• **DATASET EXCERPTS**:
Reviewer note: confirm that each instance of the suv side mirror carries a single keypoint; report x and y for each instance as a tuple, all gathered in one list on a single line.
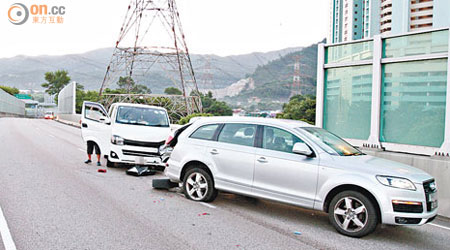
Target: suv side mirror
[(302, 149), (105, 120)]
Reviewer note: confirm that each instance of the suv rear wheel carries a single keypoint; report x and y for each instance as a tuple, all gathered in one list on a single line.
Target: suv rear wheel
[(353, 214), (198, 185)]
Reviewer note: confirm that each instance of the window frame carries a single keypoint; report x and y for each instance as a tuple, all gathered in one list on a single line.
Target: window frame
[(255, 139), (215, 135), (261, 131), (100, 108)]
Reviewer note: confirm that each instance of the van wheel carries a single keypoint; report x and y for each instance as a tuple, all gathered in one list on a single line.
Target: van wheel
[(110, 164), (353, 214), (198, 185)]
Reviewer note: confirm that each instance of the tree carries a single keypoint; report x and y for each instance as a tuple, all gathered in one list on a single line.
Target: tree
[(212, 106), (300, 108), (172, 91), (186, 119), (127, 85), (10, 90), (55, 81)]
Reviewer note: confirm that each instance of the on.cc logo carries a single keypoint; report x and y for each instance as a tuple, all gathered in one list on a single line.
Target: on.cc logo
[(18, 14)]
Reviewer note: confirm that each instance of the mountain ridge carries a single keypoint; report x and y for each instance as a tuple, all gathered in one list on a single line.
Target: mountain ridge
[(88, 68)]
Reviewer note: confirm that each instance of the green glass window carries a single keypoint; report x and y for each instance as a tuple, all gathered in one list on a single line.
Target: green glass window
[(419, 44), (349, 52), (348, 100), (413, 102)]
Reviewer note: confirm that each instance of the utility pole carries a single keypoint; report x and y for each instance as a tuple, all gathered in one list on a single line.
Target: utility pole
[(151, 45)]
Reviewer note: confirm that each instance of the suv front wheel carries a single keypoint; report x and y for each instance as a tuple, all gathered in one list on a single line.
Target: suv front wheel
[(353, 214), (198, 185)]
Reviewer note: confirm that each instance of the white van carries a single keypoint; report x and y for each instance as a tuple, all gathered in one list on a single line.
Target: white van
[(127, 134)]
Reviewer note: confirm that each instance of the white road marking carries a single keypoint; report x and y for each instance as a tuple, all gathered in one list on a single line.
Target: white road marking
[(436, 225), (8, 242), (207, 205)]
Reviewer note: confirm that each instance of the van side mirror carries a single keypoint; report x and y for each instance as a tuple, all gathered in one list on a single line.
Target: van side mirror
[(302, 149), (105, 120)]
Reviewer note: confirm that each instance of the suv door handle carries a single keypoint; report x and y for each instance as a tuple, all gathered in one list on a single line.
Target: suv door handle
[(262, 159)]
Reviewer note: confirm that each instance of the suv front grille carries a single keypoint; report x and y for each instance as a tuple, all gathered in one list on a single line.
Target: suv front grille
[(404, 208), (139, 153), (143, 143)]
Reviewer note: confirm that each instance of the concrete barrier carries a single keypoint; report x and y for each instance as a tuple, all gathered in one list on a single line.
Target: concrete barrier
[(439, 168)]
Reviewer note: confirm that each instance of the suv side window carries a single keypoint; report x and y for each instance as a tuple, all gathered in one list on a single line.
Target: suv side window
[(205, 132), (241, 134), (93, 112), (279, 139)]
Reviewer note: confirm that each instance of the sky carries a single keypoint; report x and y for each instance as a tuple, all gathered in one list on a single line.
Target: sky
[(221, 27)]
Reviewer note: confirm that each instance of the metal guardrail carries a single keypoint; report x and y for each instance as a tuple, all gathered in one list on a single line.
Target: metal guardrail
[(10, 105)]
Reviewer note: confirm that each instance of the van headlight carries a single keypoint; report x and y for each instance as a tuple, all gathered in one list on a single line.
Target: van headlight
[(396, 182), (117, 140)]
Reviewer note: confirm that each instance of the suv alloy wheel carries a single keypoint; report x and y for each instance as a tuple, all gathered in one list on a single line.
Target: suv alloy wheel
[(198, 185), (353, 214)]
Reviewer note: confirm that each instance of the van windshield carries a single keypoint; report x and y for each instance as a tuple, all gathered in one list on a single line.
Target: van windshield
[(142, 116), (330, 142)]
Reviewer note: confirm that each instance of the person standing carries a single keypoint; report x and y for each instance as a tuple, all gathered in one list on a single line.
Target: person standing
[(90, 149)]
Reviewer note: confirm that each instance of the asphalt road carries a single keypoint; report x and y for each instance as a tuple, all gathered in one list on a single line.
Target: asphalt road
[(52, 200)]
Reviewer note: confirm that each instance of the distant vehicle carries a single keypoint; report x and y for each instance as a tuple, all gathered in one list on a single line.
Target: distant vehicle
[(49, 115), (130, 134), (296, 163)]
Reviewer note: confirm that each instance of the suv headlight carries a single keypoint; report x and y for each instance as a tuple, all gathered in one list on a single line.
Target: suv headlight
[(396, 182), (117, 140)]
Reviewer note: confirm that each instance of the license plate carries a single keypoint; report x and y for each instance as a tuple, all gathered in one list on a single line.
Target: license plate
[(140, 160)]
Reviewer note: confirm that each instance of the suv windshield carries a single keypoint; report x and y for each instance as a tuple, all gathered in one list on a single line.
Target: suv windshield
[(142, 116), (330, 142)]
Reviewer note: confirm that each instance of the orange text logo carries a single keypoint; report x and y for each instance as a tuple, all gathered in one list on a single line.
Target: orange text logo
[(40, 13)]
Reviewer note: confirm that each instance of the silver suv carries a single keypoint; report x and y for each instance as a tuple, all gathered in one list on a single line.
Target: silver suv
[(296, 163)]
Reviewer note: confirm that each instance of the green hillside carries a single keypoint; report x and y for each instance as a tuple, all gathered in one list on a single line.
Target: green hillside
[(273, 81)]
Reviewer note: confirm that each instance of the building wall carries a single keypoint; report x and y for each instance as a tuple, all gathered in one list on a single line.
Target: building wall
[(386, 17), (441, 17), (400, 16), (388, 92), (67, 99)]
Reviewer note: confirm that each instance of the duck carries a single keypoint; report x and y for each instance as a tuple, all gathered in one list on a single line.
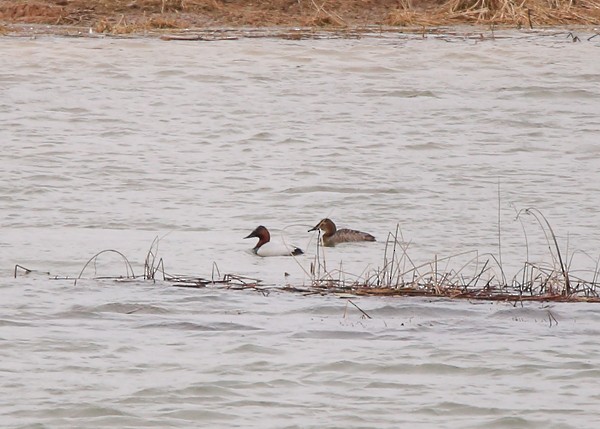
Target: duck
[(333, 236), (265, 247)]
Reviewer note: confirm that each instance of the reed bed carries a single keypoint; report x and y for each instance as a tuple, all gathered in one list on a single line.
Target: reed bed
[(482, 276), (142, 16), (466, 275)]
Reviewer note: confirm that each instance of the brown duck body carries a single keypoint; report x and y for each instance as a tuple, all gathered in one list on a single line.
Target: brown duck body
[(333, 236)]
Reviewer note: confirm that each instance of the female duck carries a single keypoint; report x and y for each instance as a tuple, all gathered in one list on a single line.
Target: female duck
[(265, 247), (333, 236)]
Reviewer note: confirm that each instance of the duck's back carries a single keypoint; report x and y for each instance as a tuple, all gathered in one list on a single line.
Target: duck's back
[(277, 249), (346, 235)]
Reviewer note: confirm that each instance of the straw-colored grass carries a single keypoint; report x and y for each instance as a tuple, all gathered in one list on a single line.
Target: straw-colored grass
[(127, 16), (467, 275)]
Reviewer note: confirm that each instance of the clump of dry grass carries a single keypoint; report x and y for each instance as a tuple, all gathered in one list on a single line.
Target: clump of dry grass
[(481, 276), (523, 12), (467, 275)]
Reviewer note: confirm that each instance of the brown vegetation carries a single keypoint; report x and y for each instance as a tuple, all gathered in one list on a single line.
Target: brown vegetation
[(478, 277), (125, 16)]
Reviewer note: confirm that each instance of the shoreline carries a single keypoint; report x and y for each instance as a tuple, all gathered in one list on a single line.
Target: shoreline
[(289, 18), (454, 32)]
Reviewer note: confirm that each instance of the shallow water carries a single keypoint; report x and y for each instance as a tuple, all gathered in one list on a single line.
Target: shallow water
[(108, 144)]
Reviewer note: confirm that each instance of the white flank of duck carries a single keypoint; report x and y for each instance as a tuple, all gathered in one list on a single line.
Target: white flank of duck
[(265, 247), (333, 236)]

• **WHAT YOU NEED TO DO**: Only those lines of the entries above that run from the line containing "Target: silver suv" to the line containing "Reviewer note: confirm that each instance of the building", both included, should be transcribed exactly.

• **EXERCISE OUTPUT**:
Target: silver suv
[(296, 163)]
Reviewer note: confirm that each instance of the green hillside carries a single keypoint; report x and y for each instance as a tuple, all gathered in one list on a single line.
Target: green hillside
[(273, 81)]
Reviewer note: confirm that each instance of the building wall carries a single keypoint; report x and y for each instance as a tuple, all gathered in one list on a single line.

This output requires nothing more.